→ PROBLEM TO WORK ON
All of the data must be output without alteration.

[Items from a dataset]

= Beginning of Section =

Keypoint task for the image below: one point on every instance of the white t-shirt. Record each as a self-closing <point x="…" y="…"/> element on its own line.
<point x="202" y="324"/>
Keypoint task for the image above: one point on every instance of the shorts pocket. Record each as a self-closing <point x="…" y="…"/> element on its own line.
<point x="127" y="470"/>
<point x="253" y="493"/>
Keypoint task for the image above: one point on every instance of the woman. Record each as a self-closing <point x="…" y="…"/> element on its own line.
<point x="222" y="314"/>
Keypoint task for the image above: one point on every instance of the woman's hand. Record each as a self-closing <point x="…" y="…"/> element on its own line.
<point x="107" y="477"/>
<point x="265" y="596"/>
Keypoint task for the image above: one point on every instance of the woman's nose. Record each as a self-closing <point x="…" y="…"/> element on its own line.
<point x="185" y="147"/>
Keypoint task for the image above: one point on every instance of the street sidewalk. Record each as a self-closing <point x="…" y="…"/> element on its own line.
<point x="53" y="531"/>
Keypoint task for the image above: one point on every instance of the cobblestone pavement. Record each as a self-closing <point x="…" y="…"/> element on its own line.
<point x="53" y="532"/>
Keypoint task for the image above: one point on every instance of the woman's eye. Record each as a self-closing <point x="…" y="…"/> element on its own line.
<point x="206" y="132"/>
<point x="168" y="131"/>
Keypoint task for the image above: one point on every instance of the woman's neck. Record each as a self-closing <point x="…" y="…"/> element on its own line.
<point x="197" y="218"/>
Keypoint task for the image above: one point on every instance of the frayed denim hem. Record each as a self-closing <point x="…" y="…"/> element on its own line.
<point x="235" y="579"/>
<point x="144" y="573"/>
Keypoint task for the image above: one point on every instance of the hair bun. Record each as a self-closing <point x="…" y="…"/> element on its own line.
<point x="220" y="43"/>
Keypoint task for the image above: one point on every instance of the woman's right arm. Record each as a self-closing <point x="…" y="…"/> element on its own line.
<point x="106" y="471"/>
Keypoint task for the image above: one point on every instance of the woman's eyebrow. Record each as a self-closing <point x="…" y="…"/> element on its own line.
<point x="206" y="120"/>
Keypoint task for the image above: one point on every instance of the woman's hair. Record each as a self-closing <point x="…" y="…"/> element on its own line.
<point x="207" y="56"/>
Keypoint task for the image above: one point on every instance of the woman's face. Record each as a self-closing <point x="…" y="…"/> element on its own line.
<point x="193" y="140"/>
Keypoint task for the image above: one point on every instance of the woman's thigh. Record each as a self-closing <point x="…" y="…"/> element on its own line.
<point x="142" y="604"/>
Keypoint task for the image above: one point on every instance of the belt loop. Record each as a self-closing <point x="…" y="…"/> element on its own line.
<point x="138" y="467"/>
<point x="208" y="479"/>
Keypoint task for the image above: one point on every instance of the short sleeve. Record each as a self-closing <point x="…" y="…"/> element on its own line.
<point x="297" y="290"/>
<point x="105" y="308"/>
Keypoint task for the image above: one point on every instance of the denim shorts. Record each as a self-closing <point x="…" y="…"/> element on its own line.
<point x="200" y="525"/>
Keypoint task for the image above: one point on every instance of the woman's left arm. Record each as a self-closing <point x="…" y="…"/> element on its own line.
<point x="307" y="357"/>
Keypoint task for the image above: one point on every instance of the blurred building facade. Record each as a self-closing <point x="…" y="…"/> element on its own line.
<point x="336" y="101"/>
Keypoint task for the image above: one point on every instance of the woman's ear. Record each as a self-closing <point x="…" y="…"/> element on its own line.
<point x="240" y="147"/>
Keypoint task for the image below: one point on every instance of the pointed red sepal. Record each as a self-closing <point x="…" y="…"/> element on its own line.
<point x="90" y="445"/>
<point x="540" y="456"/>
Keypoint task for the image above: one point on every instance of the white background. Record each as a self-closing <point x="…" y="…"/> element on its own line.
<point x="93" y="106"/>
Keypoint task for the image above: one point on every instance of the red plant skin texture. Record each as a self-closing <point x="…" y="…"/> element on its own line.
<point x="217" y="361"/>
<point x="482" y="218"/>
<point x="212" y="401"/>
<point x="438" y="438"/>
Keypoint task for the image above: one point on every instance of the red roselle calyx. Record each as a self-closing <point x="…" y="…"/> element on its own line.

= End of Section =

→ ANSWER SPACE
Keypoint task for the image below: one point on every instance of the white t-shirt. Record each as a self-closing <point x="…" y="…"/> element on its own line.
<point x="202" y="324"/>
Keypoint task for the image above: one point on every instance of the shorts pocket. Record each as a self-closing <point x="…" y="…"/> element on its own line.
<point x="127" y="470"/>
<point x="253" y="493"/>
Keypoint task for the image above: one point on every instance of the woman. Record each as a self-closing <point x="…" y="…"/> element on its own line.
<point x="222" y="314"/>
Keypoint task for the image above: one point on every instance of the woman's hand. Record each as a self-closing <point x="…" y="…"/> element on its own line.
<point x="107" y="477"/>
<point x="265" y="596"/>
Keypoint task for the image above: one point on every instance of the woman's nose. Record each as a self-closing <point x="…" y="…"/> element on its own line.
<point x="185" y="147"/>
Keypoint task for the image above: one point on every instance of the street sidewalk. Record each as a self-closing <point x="…" y="…"/> element on its own line.
<point x="53" y="531"/>
Keypoint task for the image above: one point on every instance of the cobblestone pavement. Record each as a self-closing <point x="…" y="…"/> element on its own line.
<point x="53" y="532"/>
Keypoint task for the image above: one point on every instance of the woman's eye. Record each as a self-closing <point x="…" y="…"/> element on its own line.
<point x="206" y="132"/>
<point x="168" y="131"/>
Keypoint task for the image above: one point on every instance of the woman's neck. Record each as a self-closing <point x="…" y="…"/> element on its own line.
<point x="197" y="218"/>
Keypoint task for the image above: one point on every instance of the frayed denim hem. Record each as a self-closing <point x="…" y="…"/> element on its own line.
<point x="235" y="579"/>
<point x="144" y="573"/>
Keypoint task for the image above: one point on every instance of the hair bun. Record each as a self-closing <point x="…" y="…"/> element on its own line.
<point x="220" y="43"/>
Keypoint task for the image above: one point on every instance of the woman's right arm. Record each as a self-closing <point x="…" y="…"/> element on its own line.
<point x="106" y="471"/>
Keypoint task for the image above: one point on every instance of the woman's eyebrow. Record each as a self-closing <point x="…" y="…"/> element on its own line.
<point x="206" y="120"/>
Keypoint task for the image above: one point on every instance of the woman's hair. Record each as a self-closing <point x="…" y="…"/> element on its own line.
<point x="207" y="56"/>
Keypoint task for the image above: one point on every instance of the woman's face. Record each as a self-closing <point x="…" y="…"/> element on its own line.
<point x="193" y="140"/>
Keypoint task for the image above: one point on every instance of the woman's thigh. Record each as a self-closing <point x="…" y="…"/> element on its own line.
<point x="142" y="604"/>
Keypoint task for the image above: one point on every instance of the belt loop. Record each as a self-closing <point x="…" y="…"/> element on its own line.
<point x="138" y="467"/>
<point x="208" y="479"/>
Keypoint task for the image above: one point on every instance of the short sleeve. Record each as a self-closing <point x="…" y="…"/> element on its own line.
<point x="297" y="290"/>
<point x="105" y="308"/>
Keypoint task for the image above: one point on every instance of the denim shorts. Record each as a self-closing <point x="…" y="…"/> element on its own line.
<point x="200" y="525"/>
Keypoint task for the image above: one point on every instance of the woman's left arm. Record each as a self-closing <point x="…" y="…"/> element on its own line.
<point x="307" y="357"/>
Keypoint task for the image above: one point on every instance of the blurred building facade. Record each as a self-closing <point x="…" y="…"/> element on its own line.
<point x="336" y="101"/>
Keypoint task for the image above: one point on every instance of the woman's ear. Record each as a self-closing <point x="…" y="…"/> element on its own line.
<point x="240" y="147"/>
Keypoint task for the image below: one point on every instance of the pointed red sepal. Record each as a self-closing <point x="…" y="…"/> element on its own line.
<point x="90" y="445"/>
<point x="540" y="456"/>
Keypoint task for the image above: one point on every instance of the white background. Record each as a self-closing <point x="…" y="…"/> element on its own line.
<point x="93" y="106"/>
Keypoint task for the image above: one point on every instance of the red plant skin texture. Record each as a self-closing <point x="…" y="…"/> element on its own line.
<point x="217" y="361"/>
<point x="482" y="218"/>
<point x="212" y="401"/>
<point x="438" y="438"/>
Keypoint task for the image above: one point on every instance of the red roselle calyx. Record each as a self-closing <point x="…" y="…"/> element on its own line.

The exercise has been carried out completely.